(Location identification entries)

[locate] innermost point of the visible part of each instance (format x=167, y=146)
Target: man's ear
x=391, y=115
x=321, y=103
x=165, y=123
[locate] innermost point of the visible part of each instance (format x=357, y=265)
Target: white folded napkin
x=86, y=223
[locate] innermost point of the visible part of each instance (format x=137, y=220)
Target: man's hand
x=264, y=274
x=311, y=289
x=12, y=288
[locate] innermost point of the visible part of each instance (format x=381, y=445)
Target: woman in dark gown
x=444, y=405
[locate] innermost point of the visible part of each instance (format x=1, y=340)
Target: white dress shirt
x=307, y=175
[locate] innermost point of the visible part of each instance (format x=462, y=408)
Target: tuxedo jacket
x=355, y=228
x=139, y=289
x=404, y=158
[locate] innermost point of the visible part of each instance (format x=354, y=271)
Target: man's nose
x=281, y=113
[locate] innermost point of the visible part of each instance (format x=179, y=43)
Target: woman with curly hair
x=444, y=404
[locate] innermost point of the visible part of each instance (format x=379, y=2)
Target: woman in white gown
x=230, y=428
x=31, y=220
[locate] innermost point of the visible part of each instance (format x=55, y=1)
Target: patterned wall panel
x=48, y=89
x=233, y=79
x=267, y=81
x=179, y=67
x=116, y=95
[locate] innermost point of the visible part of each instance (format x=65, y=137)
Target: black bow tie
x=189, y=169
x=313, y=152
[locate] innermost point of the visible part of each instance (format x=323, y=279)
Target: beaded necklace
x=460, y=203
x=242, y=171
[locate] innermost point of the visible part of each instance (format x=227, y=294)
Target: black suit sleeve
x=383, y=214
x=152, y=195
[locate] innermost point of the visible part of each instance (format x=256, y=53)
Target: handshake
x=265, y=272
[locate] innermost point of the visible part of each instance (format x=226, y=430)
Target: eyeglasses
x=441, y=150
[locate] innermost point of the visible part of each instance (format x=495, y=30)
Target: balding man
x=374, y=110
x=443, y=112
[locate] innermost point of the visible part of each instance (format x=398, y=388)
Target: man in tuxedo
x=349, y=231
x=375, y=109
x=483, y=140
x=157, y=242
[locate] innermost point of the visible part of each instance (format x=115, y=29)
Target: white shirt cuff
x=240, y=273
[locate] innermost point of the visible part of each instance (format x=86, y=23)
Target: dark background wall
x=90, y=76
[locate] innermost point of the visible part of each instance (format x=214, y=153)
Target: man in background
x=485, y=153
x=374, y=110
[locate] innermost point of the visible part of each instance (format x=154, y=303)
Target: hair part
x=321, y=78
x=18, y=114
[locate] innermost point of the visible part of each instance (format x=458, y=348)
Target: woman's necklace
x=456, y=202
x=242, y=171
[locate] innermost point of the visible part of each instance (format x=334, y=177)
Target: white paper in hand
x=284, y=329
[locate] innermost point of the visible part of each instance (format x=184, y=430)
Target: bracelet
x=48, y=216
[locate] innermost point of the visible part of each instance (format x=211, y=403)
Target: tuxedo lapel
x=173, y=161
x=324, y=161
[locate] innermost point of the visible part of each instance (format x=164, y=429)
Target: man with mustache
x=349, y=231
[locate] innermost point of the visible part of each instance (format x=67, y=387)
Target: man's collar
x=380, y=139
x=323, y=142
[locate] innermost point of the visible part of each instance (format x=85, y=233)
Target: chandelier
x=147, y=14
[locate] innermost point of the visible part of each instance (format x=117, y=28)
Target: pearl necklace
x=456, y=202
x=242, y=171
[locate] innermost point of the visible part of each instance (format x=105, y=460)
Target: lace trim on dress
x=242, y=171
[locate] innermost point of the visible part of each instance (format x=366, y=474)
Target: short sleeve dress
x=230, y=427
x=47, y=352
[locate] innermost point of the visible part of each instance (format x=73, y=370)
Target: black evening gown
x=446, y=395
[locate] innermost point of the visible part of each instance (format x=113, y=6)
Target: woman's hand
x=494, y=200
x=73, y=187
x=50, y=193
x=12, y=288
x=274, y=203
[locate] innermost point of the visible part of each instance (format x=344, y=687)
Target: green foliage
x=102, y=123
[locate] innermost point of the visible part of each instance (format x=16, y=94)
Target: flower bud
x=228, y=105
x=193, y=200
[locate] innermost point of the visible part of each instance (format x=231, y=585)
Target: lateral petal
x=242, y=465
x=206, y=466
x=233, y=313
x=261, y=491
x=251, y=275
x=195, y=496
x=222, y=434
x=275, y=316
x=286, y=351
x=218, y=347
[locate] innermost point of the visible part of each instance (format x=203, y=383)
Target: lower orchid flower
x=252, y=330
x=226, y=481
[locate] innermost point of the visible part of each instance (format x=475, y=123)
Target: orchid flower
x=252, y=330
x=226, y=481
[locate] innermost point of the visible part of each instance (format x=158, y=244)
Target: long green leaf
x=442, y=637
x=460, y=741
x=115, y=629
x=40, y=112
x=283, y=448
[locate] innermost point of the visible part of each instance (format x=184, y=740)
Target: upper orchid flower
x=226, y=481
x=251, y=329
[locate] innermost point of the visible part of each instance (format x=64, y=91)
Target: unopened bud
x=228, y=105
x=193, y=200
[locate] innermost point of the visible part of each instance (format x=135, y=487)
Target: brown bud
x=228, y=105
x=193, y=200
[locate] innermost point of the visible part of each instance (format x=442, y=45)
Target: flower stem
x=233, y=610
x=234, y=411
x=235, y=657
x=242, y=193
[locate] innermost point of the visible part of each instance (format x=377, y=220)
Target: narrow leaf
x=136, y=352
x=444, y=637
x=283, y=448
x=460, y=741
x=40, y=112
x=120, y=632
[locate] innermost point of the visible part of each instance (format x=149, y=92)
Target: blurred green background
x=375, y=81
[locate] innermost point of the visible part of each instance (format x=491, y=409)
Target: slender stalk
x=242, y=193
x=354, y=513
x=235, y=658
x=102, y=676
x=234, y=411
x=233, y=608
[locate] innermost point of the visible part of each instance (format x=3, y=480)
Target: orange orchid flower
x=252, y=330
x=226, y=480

Exercise aim: Rewrite all of the rows above, swapping "Target" for "Object" and leaving everything else unchanged.

Response:
[locate] innermost point of the visible part of each instance (format x=167, y=146)
Object: man's ear
x=391, y=115
x=321, y=103
x=165, y=123
[locate] innermost point of the visible part of each instance (format x=357, y=265)
Object: white folded napkin
x=86, y=223
[locate] innermost point of the visible part of each instance (format x=137, y=220)
Object: man's hand
x=264, y=274
x=311, y=289
x=12, y=288
[locate] innermost point of the visible part of each instance (format x=381, y=445)
Object: woman in dark gown
x=444, y=405
[locate] innermost point of the visible part of each instance (format x=1, y=340)
Object: white dress shirt
x=307, y=175
[locate] innermost point of the visible part of each instance (format x=462, y=408)
Object: tuxedo jacket
x=355, y=228
x=139, y=289
x=404, y=158
[locate] innermost point of the visible part of each instance (format x=354, y=271)
Object: man's nose
x=281, y=113
[locate] innermost point of the visible part of each instance (format x=179, y=43)
Object: woman with curly hair
x=444, y=404
[locate] innermost point of the visible part of each instance (format x=379, y=2)
Object: woman in white gown
x=230, y=428
x=31, y=220
[locate] innermost point of the visible part of each instance (format x=55, y=1)
Object: patterned wall panel
x=48, y=89
x=233, y=79
x=267, y=81
x=179, y=67
x=116, y=95
[locate] innermost point of the visible part of each instance (format x=65, y=137)
Object: black bow tie
x=189, y=169
x=313, y=152
[locate] innermost point of the visible part of each instance (format x=323, y=279)
Object: beaded necklace
x=460, y=203
x=242, y=171
[locate] innermost point of the visible part of each instance (format x=227, y=294)
Object: black suit sleeve
x=383, y=214
x=152, y=195
[locate] innermost point of the visible part of each instance (format x=256, y=53)
Object: handshake
x=265, y=272
[locate] innermost point of the visible part of each instance (format x=226, y=430)
Object: eyeglasses
x=441, y=150
[locate] innermost point of the visible part of each instance (format x=495, y=30)
Object: balding man
x=374, y=110
x=443, y=112
[locate] innermost point of the visible part of each instance (format x=398, y=388)
Object: man in tuxedo
x=349, y=231
x=375, y=109
x=483, y=140
x=157, y=242
[locate] innermost point of the visible part of each instance (format x=115, y=29)
Object: white shirt cuff
x=240, y=273
[locate] innermost point of the visible part of each instance (format x=86, y=23)
Object: dark background wall
x=90, y=76
[locate] innermost point of the visible part of each instance (format x=214, y=153)
Object: man in background
x=485, y=153
x=374, y=110
[locate] innermost point of the visible part of each instance (format x=154, y=303)
Object: hair part
x=321, y=78
x=18, y=114
[locate] innermost point of the visible part of each instance (format x=458, y=348)
Object: woman's necklace
x=456, y=202
x=242, y=171
[locate] innermost point of the visible part of each instance (format x=334, y=177)
Object: white paper in hand
x=284, y=329
[locate] innermost point of the visible part of each instance (format x=184, y=430)
Object: bracelet
x=48, y=216
[locate] innermost point of the visible part of each instance (format x=211, y=403)
Object: tuxedo lapel
x=173, y=161
x=324, y=161
[locate] innermost point of the visible part of each instance (format x=164, y=429)
Object: man with mustache
x=349, y=231
[locate] innermost point of the visible part of each instance (format x=67, y=387)
Object: man's collar
x=380, y=139
x=323, y=142
[locate] innermost point of the visible part of each instance (format x=85, y=233)
Object: chandelier
x=147, y=14
[locate] innermost point of the visible part of each instance (format x=117, y=28)
Object: pearl necklace
x=456, y=202
x=242, y=171
[locate] innermost point of the visible part of each instance (format x=105, y=460)
Object: lace trim on dress
x=242, y=171
[locate] innermost point of the visible part of each instance (format x=366, y=474)
Object: short sleeve dress
x=230, y=427
x=47, y=352
[locate] innermost point of the visible part of each instance (format x=73, y=370)
Object: black evening gown
x=446, y=395
[locate] innermost point of the visible part of each instance (format x=113, y=6)
Object: woman's hand
x=494, y=200
x=73, y=187
x=50, y=193
x=12, y=288
x=274, y=203
[locate] innermost point of the visible part of each instance (format x=344, y=687)
Object: green foliage
x=102, y=123
[locate] innermost point of the visible part of each instance (format x=16, y=94)
Object: flower bud
x=228, y=105
x=193, y=200
[locate] innermost point of the visible part of each instance (format x=231, y=585)
Object: lateral petal
x=242, y=465
x=206, y=466
x=233, y=313
x=261, y=491
x=251, y=275
x=195, y=496
x=222, y=434
x=275, y=316
x=286, y=351
x=218, y=347
[locate] innermost point of the visible part of each instance (format x=203, y=383)
Object: lower orchid flower
x=252, y=330
x=226, y=481
[locate] innermost point of the visible part of each instance (format x=475, y=123)
Object: orchid flower
x=252, y=330
x=226, y=481
[locate] innermost point of the visible part of each instance (format x=158, y=244)
Object: long green leaf
x=442, y=637
x=460, y=741
x=115, y=629
x=40, y=112
x=283, y=448
[locate] innermost point of the visible part of each instance (format x=184, y=740)
Object: upper orchid flower
x=226, y=481
x=251, y=329
[locate] innermost point of the visible part of each instance (format x=64, y=91)
Object: unopened bud
x=228, y=105
x=193, y=200
[locate] innermost point of the visible part of each instance (format x=135, y=487)
Object: brown bud
x=228, y=105
x=193, y=200
[locate] innermost point of the visible part of each instance (format x=442, y=45)
Object: flower stem
x=233, y=610
x=234, y=411
x=235, y=657
x=242, y=193
[locate] innermost point of the visible part of each instance (format x=377, y=220)
Object: narrow leaf
x=136, y=352
x=444, y=637
x=283, y=448
x=460, y=741
x=40, y=112
x=120, y=632
[locate] innermost point of the visible part of each instance (format x=149, y=92)
Object: blurred green background
x=375, y=81
[locate] innermost point of the visible part of each instance (format x=491, y=409)
Object: slender stalk
x=242, y=193
x=354, y=513
x=235, y=658
x=102, y=676
x=234, y=411
x=233, y=608
[locate] innermost point of the visible part of each instance (format x=3, y=480)
Object: orange orchid flower
x=252, y=330
x=226, y=480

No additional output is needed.